• **Tarefa curta A**
Imprima o trecho do texto sobre serviço perigoso sem autorização que vai de "Atividades como instalação" até "detenção e multa.", incluindo essas palavras.

• **Trecho para leitura**
◇ ◇ ◇ ◇
Executar Serviço Perigoso Sem Autorização É Crime
- Thales de Menezes
- 26 de mai.
- 6 min de leitura
A expressão “serviço de alto grau de periculosidade” envolve qualquer atividade prestada que possa oferecer risco à saúde ou à vida do consumidor ou de terceiros. O Código de Defesa do Consumidor (CDC) trata com especial atenção esse tipo de serviço, considerando a sua gravidade e potencial lesivo.
Atividades como instalação de gás, manutenção de elevadores, serviços com eletricidade em alta tensão, transporte de cargas perigosas ou manipulação de produtos tóxicos são exemplos clássicos. Todos exigem não apenas qualificação técnica, mas também autorização da autoridade competente.
A execução desse tipo de serviço perigoso sem essa autorização pode configurar crime. Essa conduta está prevista no artigo 65 do Código de Defesa do Consumidor, que estabelece penalidades severas, incluindo detenção e multa.
◇ ◇ ◇ ◇
• **Registros armazenados**
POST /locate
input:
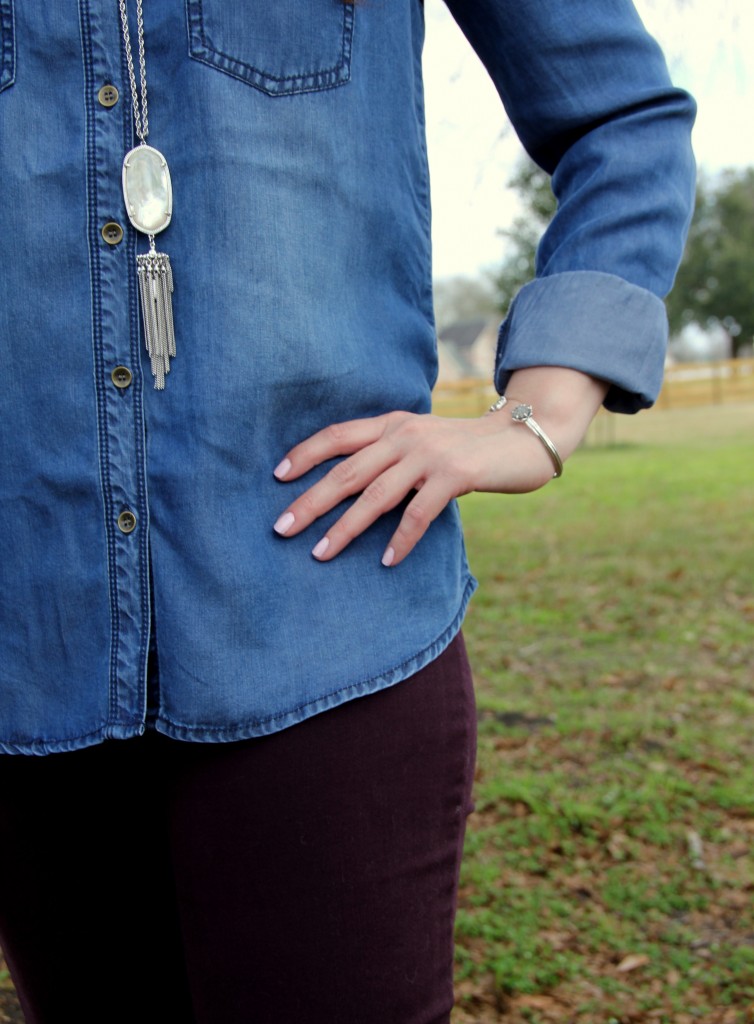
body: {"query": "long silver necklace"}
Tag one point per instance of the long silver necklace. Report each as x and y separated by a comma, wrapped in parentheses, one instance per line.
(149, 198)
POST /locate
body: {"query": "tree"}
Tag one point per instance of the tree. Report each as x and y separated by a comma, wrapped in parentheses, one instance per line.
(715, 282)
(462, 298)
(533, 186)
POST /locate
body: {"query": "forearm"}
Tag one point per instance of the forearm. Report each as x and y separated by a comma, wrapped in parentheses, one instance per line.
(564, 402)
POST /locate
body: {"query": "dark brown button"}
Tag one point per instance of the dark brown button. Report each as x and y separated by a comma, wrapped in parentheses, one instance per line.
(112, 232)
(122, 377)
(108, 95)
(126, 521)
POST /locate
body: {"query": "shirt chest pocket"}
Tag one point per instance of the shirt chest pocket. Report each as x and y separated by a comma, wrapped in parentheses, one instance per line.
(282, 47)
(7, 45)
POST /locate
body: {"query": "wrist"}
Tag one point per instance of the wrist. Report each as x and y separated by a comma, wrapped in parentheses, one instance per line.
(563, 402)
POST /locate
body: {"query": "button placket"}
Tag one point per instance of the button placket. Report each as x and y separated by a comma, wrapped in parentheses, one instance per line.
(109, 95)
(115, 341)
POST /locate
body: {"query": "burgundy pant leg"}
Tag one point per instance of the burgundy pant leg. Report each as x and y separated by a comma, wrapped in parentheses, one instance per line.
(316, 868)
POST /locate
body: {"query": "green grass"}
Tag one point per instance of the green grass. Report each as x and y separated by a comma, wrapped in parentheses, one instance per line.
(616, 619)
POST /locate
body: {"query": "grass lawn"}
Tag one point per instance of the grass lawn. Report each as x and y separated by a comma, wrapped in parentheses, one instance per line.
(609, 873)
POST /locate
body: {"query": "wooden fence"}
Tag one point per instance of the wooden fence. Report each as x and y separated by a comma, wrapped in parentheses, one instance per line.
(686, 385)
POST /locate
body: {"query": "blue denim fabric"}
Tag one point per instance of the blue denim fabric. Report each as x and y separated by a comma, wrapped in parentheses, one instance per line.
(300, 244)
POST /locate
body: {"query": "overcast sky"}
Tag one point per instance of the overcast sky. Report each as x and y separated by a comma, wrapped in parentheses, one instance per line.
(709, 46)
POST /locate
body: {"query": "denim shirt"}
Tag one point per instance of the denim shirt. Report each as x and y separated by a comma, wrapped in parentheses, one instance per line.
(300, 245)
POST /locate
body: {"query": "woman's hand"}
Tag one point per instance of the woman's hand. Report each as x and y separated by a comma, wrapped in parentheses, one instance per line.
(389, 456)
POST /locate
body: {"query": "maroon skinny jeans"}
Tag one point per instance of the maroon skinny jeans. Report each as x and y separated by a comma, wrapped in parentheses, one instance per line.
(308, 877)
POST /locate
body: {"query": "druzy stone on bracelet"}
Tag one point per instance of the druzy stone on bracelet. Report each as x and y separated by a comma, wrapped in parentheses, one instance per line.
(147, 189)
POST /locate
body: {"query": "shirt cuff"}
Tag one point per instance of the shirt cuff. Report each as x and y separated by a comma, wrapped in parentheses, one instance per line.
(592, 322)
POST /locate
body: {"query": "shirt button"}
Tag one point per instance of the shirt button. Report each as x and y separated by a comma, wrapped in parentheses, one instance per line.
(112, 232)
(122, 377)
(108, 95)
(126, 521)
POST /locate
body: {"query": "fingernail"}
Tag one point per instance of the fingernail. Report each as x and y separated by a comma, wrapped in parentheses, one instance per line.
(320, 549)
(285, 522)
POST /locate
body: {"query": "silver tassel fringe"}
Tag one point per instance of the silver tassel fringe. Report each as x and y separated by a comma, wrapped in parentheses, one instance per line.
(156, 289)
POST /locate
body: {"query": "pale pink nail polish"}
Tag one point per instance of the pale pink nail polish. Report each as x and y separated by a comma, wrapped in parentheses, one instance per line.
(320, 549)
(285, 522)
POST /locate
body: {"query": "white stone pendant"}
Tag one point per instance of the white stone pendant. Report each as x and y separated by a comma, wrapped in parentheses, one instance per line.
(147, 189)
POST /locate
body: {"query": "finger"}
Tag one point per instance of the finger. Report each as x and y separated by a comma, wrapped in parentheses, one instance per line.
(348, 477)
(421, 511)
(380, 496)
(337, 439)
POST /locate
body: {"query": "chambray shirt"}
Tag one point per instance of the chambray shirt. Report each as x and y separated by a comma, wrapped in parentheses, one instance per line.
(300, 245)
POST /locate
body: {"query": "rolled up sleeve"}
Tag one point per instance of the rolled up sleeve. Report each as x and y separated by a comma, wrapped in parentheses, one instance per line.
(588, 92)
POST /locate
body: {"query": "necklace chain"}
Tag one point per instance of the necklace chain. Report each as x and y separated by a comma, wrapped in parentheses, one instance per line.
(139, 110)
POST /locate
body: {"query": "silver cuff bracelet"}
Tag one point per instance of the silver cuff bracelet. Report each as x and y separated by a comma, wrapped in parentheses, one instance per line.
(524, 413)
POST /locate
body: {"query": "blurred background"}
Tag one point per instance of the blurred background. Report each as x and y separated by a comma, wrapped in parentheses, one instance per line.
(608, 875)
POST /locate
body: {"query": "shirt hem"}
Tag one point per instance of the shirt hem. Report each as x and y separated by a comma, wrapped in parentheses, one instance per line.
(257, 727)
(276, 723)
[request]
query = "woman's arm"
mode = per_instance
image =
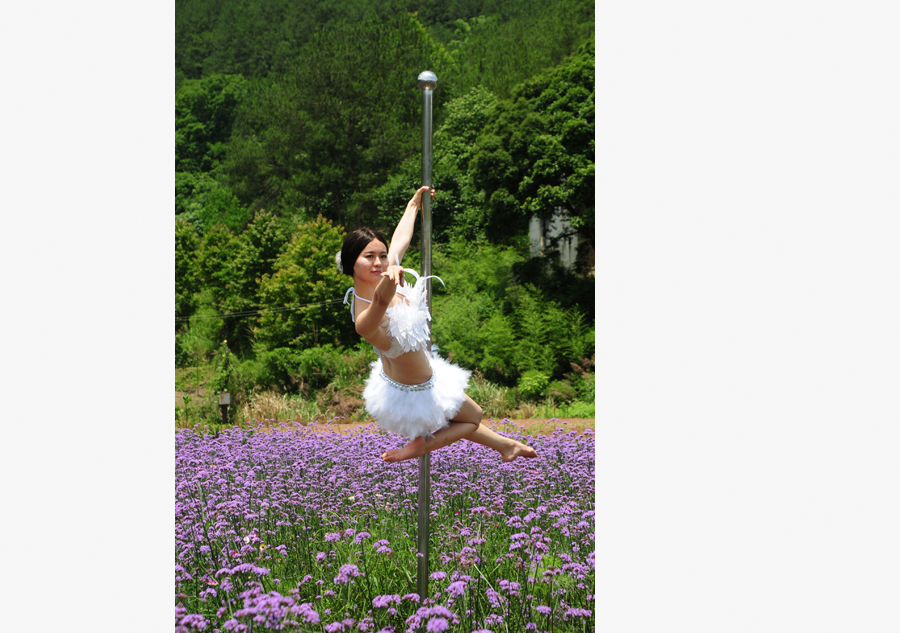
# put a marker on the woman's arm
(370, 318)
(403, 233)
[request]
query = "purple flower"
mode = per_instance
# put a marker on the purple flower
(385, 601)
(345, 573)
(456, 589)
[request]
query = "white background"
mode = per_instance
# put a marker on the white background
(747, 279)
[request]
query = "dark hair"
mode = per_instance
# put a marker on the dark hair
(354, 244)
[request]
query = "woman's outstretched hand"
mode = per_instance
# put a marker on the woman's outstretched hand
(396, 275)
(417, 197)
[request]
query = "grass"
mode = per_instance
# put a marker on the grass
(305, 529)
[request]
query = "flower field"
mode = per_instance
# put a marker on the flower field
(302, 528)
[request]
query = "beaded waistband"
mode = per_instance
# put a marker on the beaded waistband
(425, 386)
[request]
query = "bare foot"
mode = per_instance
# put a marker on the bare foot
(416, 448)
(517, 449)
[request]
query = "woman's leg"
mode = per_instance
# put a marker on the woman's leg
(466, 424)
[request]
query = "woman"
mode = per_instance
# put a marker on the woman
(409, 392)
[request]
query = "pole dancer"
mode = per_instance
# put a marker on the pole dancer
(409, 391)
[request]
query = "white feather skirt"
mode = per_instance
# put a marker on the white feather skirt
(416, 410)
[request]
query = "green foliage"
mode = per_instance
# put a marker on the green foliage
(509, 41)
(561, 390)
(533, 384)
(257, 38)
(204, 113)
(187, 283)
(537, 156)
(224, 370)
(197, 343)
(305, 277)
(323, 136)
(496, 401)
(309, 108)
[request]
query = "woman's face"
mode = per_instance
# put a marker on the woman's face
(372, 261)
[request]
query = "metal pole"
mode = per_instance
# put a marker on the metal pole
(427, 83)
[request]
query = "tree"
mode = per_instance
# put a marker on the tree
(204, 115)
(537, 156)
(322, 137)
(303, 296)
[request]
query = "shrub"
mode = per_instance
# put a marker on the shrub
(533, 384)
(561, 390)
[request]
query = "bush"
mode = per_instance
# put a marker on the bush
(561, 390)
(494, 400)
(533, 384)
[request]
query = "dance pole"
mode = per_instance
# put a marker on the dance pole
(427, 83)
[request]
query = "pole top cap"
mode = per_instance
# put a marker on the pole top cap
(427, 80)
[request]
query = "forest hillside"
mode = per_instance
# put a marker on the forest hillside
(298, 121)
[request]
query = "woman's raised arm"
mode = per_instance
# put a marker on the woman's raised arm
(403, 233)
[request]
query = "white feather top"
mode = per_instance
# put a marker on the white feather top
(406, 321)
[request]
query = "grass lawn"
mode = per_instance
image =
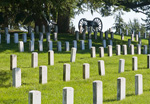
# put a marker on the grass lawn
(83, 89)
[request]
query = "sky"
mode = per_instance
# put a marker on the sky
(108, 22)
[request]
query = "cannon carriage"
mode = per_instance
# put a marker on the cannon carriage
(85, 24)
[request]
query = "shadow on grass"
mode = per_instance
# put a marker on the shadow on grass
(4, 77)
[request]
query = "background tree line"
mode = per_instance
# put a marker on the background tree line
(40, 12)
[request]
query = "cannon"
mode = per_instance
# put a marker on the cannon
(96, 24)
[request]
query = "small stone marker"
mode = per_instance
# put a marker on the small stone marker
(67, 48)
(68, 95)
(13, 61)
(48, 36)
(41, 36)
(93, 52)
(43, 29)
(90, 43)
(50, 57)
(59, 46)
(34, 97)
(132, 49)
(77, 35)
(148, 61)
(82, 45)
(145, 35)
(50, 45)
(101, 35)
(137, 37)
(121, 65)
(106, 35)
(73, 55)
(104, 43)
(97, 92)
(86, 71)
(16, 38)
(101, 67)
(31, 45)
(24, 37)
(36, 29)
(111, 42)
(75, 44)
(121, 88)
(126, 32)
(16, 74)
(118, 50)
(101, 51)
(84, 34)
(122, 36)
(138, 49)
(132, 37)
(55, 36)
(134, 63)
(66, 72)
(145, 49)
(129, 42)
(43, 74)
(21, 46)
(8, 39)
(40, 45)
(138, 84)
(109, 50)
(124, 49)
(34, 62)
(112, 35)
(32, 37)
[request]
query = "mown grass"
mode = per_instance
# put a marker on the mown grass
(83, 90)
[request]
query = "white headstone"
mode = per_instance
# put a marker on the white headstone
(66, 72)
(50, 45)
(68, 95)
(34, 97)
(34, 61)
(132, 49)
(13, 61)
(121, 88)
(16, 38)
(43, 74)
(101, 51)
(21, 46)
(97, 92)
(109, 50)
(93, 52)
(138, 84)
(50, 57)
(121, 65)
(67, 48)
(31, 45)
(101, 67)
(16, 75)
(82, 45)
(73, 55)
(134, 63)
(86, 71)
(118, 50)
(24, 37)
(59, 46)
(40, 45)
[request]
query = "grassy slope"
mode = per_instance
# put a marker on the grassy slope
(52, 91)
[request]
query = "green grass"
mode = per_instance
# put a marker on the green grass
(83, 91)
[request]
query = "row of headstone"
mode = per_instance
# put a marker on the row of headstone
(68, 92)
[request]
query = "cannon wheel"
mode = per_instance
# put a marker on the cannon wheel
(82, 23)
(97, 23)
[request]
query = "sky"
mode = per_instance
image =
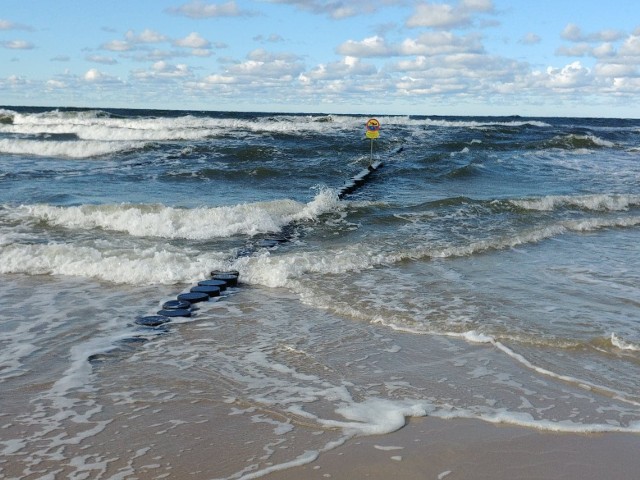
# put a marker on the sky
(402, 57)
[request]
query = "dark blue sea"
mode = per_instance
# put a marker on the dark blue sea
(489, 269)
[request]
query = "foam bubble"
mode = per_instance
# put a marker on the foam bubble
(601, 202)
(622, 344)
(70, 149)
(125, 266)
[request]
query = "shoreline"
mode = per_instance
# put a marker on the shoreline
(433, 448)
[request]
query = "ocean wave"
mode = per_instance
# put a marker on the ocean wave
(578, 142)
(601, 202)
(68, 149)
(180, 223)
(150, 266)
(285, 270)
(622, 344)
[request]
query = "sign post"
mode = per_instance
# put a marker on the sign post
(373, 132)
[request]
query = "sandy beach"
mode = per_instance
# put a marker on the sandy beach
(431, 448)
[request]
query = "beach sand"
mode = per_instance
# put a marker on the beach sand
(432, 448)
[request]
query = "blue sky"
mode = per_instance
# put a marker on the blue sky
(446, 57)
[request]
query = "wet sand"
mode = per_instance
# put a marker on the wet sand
◇ ◇ ◇ ◇
• **Tarefa curta B**
Informe todas as linhas da listagem que contêm a palavra "bubble", levando em conta maiúsculas e minúsculas.

• **Solução do exercício A**
Atividades como instalação de gás, manutenção de elevadores, serviços com eletricidade em alta tensão, transporte de cargas perigosas ou manipulação de produtos tóxicos são exemplos clássicos. Todos exigem não apenas qualificação técnica, mas também autorização da autoridade competente.
A execução desse tipo de serviço perigoso sem essa autorização pode configurar crime. Essa conduta está prevista no artigo 65 do Código de Defesa do Consumidor, que estabelece penalidades severas, incluindo detenção e multa.

• **Solução do exercício B**
query = "foam bubble"
# put a marker on the foam bubble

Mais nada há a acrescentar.